— READING PASSAGE —
— begin —
Re: [PATCH v6 4/6] cxl/region: Provide region info to the cxl_poison trace event

From: Alison Schofield
Date: Wed Feb 15 2023 - 21:04:39 EST


On Fri, Feb 10, 2023 at 12:56:41PM +0000, Jonathan Cameron wrote:
> On Thu, 9 Feb 2023 15:32:57 -0800
> alison.schofield@xxxxxxxxx wrote:
>
> > From: Alison Schofield <alison.schofield@xxxxxxxxx>
> >
> > User space may need to know which region, if any, maps the poison
> > address(es) logged in a cxl_poison trace event. Since the mapping
> > of DPAs (device physical addresses) to a region can change, the
> > kernel must provide this information at the time the poison list
> > is read. The event informs user space that at event <timestamp>
> > this <region> mapped to this <DPA>, which is poisoned.
> >
> > The cxl_poison trace event is already wired up to log the region
> > name and uuid if it receives param 'struct cxl_region'.
— end —
Records excerpted from a collection:
— begin —
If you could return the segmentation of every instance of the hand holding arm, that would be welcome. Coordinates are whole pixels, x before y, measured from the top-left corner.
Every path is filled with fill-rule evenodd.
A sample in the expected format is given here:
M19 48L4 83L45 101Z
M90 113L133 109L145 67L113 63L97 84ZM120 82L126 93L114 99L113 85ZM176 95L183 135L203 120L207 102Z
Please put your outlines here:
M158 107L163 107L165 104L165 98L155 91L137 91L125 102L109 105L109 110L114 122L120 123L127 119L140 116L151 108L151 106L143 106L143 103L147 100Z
— end —
— begin —
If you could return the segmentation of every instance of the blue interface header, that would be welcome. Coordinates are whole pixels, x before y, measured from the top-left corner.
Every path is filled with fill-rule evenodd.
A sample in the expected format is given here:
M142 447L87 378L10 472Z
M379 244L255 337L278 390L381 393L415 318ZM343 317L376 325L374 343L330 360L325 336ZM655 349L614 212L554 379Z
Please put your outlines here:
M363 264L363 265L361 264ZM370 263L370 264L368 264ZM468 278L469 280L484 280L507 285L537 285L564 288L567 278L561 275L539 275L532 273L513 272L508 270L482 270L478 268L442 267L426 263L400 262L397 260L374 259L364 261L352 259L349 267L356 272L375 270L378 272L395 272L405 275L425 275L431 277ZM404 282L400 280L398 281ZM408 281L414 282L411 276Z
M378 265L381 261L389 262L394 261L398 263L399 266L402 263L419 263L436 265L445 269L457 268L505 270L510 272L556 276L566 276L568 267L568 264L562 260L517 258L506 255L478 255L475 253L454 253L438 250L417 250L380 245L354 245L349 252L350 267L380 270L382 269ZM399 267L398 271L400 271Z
— end —
— begin —
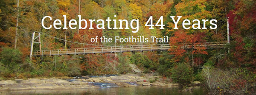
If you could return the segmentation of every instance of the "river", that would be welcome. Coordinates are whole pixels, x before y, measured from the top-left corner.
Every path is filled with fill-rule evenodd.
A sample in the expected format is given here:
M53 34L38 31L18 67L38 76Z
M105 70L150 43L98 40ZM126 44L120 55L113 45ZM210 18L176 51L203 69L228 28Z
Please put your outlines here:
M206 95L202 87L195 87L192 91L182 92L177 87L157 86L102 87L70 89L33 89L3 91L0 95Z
— end —
— TASK BRIEF —
Reproduce verbatim the part of the kernel patch message starting with "On Fri, Feb" and going on through "which is poisoned.".

— EXERCISE ANSWER —
On Fri, Feb 10, 2023 at 12:56:41PM +0000, Jonathan Cameron wrote:
> On Thu, 9 Feb 2023 15:32:57 -0800
> alison.schofield@xxxxxxxxx wrote:
>
> > From: Alison Schofield <alison.schofield@xxxxxxxxx>
> >
> > User space may need to know which region, if any, maps the poison
> > address(es) logged in a cxl_poison trace event. Since the mapping
> > of DPAs (device physical addresses) to a region can change, the
> > kernel must provide this information at the time the poison list
> > is read. The event informs user space that at event <timestamp>
> > this <region> mapped to this <DPA>, which is poisoned.